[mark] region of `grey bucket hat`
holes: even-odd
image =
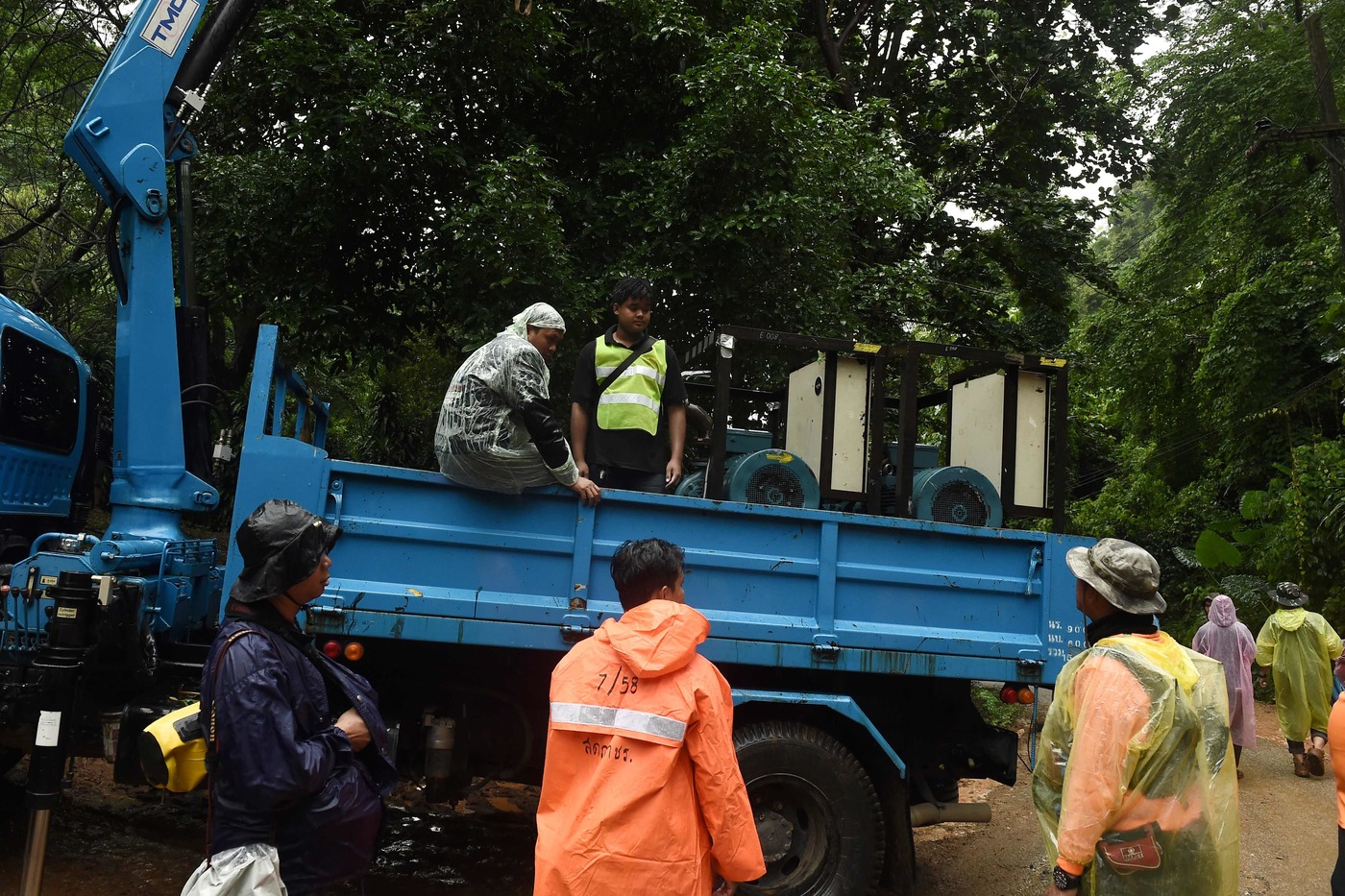
[[[292,500],[268,500],[234,534],[243,570],[229,599],[245,604],[281,595],[313,574],[340,537],[332,526]]]
[[[1158,561],[1139,545],[1103,538],[1092,548],[1071,548],[1065,562],[1116,609],[1127,613],[1167,609],[1167,601],[1158,593]]]
[[[1280,607],[1303,607],[1307,604],[1307,592],[1291,581],[1282,581],[1275,585],[1275,603]]]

+ + + + +

EXERCISE REQUIREMENTS – Extract the records above verbatim, leaving out the pictures.

EXERCISE RESULT –
[mark] region of `grey bucket hat`
holes: even-odd
image =
[[[292,500],[268,500],[234,534],[243,570],[229,599],[245,604],[281,595],[313,574],[340,537],[332,526]]]
[[[1158,561],[1139,545],[1103,538],[1092,548],[1071,548],[1065,562],[1116,609],[1127,613],[1167,609],[1167,601],[1158,593]]]
[[[1280,607],[1303,607],[1307,604],[1307,592],[1291,581],[1282,581],[1275,585],[1275,603]]]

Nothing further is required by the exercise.